## Gestellte Aufgabe
Bitte gib diese Zeilen noch einmal aus und tausche dabei „expected pair shape“ gegen „expected point format“ aus. Alles andere bleibt unverändert.

## Ausgangszeilen
---

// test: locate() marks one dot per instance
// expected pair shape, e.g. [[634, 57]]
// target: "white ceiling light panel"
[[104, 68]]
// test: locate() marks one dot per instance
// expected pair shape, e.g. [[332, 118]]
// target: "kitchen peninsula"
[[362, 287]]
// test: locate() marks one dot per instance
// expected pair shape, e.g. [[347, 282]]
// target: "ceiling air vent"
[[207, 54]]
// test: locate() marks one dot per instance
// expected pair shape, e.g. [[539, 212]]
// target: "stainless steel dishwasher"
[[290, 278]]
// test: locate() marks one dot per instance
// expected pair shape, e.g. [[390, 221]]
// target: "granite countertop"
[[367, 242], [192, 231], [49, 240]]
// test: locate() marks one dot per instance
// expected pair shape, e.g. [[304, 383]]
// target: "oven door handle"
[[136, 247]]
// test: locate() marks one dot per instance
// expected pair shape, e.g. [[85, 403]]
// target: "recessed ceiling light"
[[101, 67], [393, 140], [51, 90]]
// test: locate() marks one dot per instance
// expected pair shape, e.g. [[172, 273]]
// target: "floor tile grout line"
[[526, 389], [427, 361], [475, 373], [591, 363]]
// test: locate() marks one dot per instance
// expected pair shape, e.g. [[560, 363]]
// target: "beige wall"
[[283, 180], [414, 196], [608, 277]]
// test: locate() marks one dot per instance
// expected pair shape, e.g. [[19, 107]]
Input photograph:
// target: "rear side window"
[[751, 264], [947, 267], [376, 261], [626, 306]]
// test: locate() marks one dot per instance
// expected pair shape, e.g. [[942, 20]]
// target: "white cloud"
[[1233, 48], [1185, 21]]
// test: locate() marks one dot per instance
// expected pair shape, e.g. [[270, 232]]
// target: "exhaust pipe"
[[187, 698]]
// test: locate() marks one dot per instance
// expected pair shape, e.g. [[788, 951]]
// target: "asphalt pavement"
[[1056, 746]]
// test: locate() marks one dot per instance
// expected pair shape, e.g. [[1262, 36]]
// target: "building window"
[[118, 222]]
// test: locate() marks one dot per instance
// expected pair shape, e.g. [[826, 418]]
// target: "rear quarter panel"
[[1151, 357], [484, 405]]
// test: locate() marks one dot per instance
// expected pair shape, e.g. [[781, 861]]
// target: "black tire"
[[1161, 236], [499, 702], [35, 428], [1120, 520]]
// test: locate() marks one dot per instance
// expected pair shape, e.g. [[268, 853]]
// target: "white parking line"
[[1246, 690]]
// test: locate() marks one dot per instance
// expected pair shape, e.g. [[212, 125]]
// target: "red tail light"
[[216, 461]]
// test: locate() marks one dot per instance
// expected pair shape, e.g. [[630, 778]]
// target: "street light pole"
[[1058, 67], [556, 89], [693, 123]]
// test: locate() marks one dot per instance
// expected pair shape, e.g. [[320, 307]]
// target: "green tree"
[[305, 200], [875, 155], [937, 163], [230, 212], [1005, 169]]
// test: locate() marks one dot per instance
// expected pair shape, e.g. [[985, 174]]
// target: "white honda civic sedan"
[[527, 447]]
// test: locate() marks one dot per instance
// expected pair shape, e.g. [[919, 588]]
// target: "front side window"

---

## Übungsergebnis
// test: locate() marks one dot per instance
// expected point format, e.g. [[634, 57]]
// target: "white ceiling light panel"
[[104, 68]]
// test: locate() marks one dot per instance
// expected point format, e.g. [[332, 118]]
// target: "kitchen peninsula"
[[362, 287]]
// test: locate() marks one dot per instance
// expected point format, e.g. [[347, 282]]
// target: "ceiling air vent"
[[207, 54]]
// test: locate() marks one dot per instance
// expected point format, e.g. [[539, 212]]
// target: "stainless steel dishwasher"
[[290, 278]]
// test: locate() marks one dot per instance
// expected point format, e.g. [[390, 221]]
// target: "granite countertop"
[[367, 242], [192, 231], [49, 240]]
// test: locate() marks one dot per instance
// expected point format, e.g. [[304, 383]]
// target: "oven door handle"
[[136, 247]]
// test: locate() marks one dot per instance
// expected point format, e.g. [[85, 403]]
// target: "recessed ceiling light"
[[101, 67], [393, 140], [51, 90]]
// test: locate() marks one dot per instance
// expected point format, e.g. [[172, 273]]
// target: "floor tile grout line"
[[526, 389], [427, 361], [475, 373], [591, 363]]
// test: locate() marks one dot per instance
// expected point format, e.g. [[560, 363]]
// target: "beige wall"
[[283, 180], [414, 196], [608, 277]]
// test: locate() marks one dot per instance
// expected point format, e.g. [[19, 107]]
Input photograph:
// target: "rear side window"
[[751, 264], [947, 267], [376, 261], [626, 306]]
// test: locate() marks one dot per instance
// expected point format, e.g. [[942, 20]]
// target: "white cloud"
[[1233, 48], [1185, 21]]
// test: locate() marks one dot per instance
// expected point format, e.g. [[270, 232]]
// target: "exhaust pipe"
[[187, 698]]
// test: locate() marks one dot per instance
// expected point format, e.g. [[788, 951]]
// target: "asphalt pavement"
[[1056, 746]]
// test: locate() marks one dot per instance
// expected point format, e.g. [[1262, 36]]
// target: "building window"
[[118, 222]]
// test: locate() marks one dot per instance
// expected point format, e.g. [[826, 418]]
// target: "rear quarter panel"
[[1151, 357], [484, 405]]
// test: locate() marks one dot per instance
// expected point format, e.g. [[781, 861]]
// target: "black tire"
[[1161, 236], [499, 702], [35, 428], [1120, 520]]
// test: locate() marks one dot per instance
// expected point format, e.g. [[268, 853]]
// target: "white parking line"
[[1246, 690]]
// test: locate() marks one dot per instance
// expected point format, e.g. [[212, 125]]
// target: "red tail light"
[[216, 461]]
// test: locate() marks one dot per instance
// expected point format, e.g. [[630, 778]]
// target: "street light pole"
[[1058, 67], [556, 89], [693, 123]]
// test: locate() marks one dot per instance
// expected point format, e.g. [[320, 307]]
// target: "green tree"
[[305, 200], [875, 155], [937, 163], [230, 212], [1005, 169]]
// test: locate() marks one dot per instance
// expected point format, e.g. [[985, 174]]
// target: "white honda civic sedan"
[[527, 447]]
// test: locate() marks one dot per instance
// expected point format, e.g. [[919, 588]]
// target: "front side window"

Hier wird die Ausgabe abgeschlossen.